REQUIREMENT A: Please list every person named in the news item about Marc Short below.

Alum Marc Short, ‘92, returns to White House
March 18, 2019
Washington and Lee University alumnus Marc Short, ‘92, visited campus just before news broke that he was returning to the White House as Vice President Mike Pence’s new chief of staff.
Short was the first speaker for the Washington Term series, “From the Colonnade to the Capital, and Back” in February. He spoke to a room full of students in Hillel House about his experience serving as director of legislative affairs for the Trump administration from January 2017 to summer 2018.
He worked as an adviser to Pence, and spoke about the advice he gave Pence before he joined Trump’s ticket during the 2016 election cycle.
“You will be paired with somebody who will say things you can’t defend,” Short said he told Pence at the time. “Run as fast as you can.”
Olivia Luzzio, ‘21, asked Short during the question and answer session about his experience with the university’s honor system with his work in the Trump administration.
Short said he wished public officials were held to the honor system’s standard.

Source data:
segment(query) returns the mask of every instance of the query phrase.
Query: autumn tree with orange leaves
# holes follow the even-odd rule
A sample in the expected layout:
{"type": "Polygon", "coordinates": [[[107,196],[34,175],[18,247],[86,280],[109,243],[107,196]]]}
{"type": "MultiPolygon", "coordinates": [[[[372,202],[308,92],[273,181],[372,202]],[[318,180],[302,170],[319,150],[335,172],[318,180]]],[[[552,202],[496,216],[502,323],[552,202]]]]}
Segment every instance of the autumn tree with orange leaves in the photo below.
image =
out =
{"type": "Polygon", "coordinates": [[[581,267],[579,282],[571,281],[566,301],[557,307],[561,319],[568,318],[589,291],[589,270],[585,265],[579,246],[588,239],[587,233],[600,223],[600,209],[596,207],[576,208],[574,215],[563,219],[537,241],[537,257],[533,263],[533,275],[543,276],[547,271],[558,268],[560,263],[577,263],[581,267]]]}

REQUIREMENT B: Gather every line of the rows above that contains the string "leaves", matching case exactly, and copy each line in full.

RESULT A:
Marc Short
Mike Pence
Trump
Olivia Luzzio

RESULT B:
Query: autumn tree with orange leaves
Segment every instance of the autumn tree with orange leaves in the photo below.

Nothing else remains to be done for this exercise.